- **Problem details**: Count the lines below that contain the string "grille". Reply with only that number.

** start of Source data **

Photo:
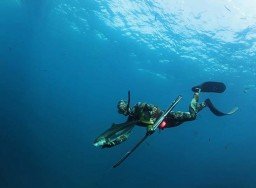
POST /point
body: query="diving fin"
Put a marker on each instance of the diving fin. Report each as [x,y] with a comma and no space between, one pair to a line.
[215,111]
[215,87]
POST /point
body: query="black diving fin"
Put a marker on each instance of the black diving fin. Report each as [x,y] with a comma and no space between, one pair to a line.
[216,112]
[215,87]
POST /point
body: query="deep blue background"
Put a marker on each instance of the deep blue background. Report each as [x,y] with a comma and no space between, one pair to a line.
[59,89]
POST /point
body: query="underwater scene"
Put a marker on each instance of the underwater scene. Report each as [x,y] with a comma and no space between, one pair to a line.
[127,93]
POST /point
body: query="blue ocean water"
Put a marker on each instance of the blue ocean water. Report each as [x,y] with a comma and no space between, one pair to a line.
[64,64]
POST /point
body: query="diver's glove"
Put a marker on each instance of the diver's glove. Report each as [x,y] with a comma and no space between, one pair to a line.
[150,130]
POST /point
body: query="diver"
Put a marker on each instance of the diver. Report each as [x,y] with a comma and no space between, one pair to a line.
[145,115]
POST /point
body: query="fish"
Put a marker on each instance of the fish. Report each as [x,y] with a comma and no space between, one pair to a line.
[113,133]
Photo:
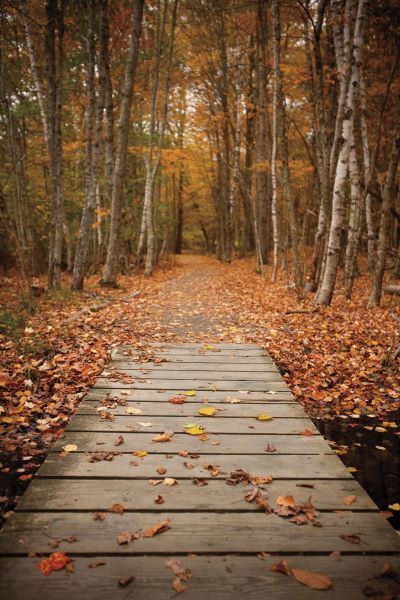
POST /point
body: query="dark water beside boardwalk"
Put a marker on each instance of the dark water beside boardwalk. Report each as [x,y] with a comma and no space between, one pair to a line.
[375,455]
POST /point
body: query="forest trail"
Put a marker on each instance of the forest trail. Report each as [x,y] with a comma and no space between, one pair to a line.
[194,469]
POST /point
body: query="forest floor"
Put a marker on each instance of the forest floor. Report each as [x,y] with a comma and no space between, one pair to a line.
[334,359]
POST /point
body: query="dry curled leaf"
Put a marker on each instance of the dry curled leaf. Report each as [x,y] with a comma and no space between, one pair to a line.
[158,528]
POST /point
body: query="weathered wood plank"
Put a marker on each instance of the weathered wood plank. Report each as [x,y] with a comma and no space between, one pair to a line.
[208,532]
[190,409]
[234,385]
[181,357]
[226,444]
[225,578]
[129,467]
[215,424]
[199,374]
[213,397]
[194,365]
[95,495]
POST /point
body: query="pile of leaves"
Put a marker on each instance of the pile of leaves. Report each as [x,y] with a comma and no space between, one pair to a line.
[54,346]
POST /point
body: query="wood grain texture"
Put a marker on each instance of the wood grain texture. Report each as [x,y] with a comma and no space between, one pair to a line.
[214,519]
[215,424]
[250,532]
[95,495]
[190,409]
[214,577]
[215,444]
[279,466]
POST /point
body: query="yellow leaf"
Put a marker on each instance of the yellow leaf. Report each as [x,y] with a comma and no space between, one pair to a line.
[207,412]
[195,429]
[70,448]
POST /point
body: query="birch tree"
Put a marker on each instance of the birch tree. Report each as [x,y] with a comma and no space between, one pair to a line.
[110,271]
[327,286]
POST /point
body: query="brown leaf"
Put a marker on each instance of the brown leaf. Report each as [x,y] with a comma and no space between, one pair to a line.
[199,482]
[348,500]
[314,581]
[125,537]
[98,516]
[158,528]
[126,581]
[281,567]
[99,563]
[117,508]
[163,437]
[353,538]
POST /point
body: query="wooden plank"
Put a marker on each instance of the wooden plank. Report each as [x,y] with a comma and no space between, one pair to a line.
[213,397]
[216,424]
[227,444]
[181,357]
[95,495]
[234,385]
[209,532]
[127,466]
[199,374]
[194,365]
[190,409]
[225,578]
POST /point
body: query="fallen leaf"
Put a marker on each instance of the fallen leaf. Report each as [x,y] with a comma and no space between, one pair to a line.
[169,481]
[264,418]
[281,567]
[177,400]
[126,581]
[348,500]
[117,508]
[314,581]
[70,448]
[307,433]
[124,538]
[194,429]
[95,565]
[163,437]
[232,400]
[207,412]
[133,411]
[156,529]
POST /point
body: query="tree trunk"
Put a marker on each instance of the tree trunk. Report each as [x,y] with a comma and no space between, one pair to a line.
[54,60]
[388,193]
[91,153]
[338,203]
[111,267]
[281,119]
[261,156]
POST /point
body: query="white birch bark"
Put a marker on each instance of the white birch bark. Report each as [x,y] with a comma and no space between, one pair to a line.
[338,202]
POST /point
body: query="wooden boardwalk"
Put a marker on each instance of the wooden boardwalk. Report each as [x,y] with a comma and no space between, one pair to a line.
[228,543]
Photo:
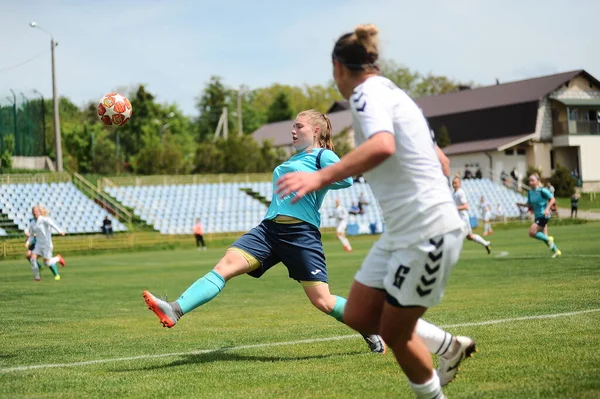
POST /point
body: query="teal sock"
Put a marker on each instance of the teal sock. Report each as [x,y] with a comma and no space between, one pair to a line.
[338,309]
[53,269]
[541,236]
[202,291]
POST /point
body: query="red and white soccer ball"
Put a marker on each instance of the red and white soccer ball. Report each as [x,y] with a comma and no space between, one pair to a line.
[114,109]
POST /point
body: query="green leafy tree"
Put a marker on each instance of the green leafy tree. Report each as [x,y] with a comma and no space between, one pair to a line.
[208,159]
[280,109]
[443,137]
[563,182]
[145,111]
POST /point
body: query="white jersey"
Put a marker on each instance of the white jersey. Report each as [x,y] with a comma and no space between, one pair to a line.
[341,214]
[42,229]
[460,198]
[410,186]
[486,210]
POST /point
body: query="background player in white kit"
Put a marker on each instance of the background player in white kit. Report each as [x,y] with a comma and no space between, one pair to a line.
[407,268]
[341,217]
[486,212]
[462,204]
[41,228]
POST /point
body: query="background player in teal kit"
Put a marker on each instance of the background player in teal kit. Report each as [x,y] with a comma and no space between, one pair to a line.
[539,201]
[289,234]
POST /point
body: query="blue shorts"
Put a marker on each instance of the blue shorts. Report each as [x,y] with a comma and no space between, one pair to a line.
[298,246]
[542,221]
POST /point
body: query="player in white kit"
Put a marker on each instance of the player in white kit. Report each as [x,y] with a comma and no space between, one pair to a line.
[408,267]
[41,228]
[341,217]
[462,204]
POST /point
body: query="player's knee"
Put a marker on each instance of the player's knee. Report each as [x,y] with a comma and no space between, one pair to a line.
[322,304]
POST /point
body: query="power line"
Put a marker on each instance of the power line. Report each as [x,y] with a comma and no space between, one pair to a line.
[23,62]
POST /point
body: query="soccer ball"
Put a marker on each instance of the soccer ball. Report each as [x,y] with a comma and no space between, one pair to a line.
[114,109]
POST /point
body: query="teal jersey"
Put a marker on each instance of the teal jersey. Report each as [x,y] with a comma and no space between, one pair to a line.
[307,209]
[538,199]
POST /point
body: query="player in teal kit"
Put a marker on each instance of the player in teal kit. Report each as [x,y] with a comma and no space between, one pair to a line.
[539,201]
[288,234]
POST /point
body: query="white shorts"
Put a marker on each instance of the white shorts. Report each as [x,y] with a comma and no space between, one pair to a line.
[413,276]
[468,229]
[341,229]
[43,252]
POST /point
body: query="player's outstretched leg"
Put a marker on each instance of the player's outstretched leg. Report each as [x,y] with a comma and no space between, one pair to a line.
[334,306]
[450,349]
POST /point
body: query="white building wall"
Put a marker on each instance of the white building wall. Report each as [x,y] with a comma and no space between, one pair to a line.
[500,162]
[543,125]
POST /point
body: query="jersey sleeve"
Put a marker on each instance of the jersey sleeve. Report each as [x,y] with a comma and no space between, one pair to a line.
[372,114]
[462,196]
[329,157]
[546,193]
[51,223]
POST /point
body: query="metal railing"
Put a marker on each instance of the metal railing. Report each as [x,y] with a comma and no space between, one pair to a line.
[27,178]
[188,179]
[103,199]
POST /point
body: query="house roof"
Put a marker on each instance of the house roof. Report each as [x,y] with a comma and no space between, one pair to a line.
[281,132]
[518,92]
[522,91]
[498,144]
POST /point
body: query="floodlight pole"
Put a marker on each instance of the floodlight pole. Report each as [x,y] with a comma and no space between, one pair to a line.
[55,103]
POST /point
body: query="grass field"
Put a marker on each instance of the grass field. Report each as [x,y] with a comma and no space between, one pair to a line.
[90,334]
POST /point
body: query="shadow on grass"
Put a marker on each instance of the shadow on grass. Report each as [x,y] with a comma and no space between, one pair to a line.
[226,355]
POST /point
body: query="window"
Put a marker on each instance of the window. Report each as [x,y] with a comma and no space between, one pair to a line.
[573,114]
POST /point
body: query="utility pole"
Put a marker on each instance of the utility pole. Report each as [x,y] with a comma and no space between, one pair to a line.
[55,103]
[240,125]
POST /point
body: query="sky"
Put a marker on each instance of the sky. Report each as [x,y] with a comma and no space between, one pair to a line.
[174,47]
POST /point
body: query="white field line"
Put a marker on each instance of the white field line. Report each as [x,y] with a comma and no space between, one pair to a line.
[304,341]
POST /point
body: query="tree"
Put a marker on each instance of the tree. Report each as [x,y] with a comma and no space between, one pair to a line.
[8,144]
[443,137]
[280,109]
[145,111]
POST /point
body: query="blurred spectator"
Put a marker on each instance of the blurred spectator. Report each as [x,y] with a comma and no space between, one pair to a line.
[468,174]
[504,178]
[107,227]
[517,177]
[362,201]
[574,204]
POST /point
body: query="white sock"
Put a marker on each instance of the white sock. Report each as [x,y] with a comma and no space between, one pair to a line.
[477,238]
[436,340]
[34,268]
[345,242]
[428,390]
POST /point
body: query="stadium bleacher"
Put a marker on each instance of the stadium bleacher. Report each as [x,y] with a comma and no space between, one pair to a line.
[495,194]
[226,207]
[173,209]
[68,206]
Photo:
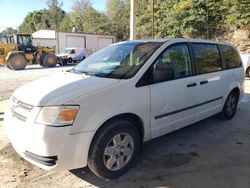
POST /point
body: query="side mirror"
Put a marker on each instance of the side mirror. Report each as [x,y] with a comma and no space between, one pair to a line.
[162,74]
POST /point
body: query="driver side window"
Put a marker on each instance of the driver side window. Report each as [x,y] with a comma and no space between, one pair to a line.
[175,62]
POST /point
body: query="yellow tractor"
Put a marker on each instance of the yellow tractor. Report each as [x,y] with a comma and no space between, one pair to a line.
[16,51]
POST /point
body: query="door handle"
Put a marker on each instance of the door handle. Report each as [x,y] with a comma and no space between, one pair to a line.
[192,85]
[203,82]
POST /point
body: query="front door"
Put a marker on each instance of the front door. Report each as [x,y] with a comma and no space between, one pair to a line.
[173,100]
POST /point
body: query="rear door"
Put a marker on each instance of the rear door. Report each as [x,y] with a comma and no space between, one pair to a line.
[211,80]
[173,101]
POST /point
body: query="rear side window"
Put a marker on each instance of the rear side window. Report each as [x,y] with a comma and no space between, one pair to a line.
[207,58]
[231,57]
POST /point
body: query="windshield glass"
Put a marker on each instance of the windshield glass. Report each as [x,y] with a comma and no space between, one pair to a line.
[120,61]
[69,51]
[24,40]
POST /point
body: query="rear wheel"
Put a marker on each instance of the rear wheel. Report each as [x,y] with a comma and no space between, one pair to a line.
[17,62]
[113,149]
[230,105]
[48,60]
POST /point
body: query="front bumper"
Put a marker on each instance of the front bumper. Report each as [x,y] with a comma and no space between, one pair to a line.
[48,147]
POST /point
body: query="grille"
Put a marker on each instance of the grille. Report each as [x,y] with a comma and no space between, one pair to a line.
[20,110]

** end of Source data **

- **The result**: 2